The records below are to be quoted in full; please keep every word exact.

** Begin **

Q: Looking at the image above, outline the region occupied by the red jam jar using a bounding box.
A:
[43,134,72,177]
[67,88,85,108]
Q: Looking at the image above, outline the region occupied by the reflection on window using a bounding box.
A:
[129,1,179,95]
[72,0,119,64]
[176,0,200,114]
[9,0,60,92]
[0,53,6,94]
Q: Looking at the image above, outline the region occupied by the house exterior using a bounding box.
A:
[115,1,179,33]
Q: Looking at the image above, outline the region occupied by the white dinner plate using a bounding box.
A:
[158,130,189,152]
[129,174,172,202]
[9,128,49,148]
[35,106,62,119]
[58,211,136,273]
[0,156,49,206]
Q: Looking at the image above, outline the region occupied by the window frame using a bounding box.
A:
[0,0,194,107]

** End **

▶ _COMPLETE OUTPUT_:
Q: Looking at the image above, outline the region occupied by the red jam jar using a bounding box.
A:
[43,134,72,177]
[67,88,85,108]
Q: Looking at the image above, outline the region occupied by the reflection on window using a bounding box.
A:
[129,1,179,95]
[72,0,119,64]
[176,0,200,114]
[9,0,60,92]
[0,53,6,94]
Q: Looking at the image above, outline the region occupied by the house exterior using a bounding box.
A:
[115,1,179,33]
Q: Looking at the image above, outline the region occupied by the white dinner plate using a bounding box.
A:
[158,130,189,152]
[129,174,172,202]
[9,128,49,148]
[35,106,62,119]
[58,211,136,273]
[0,156,49,206]
Q: Looking at the image above, outline the region occupied by the window frame using a bounding box.
A:
[0,0,194,107]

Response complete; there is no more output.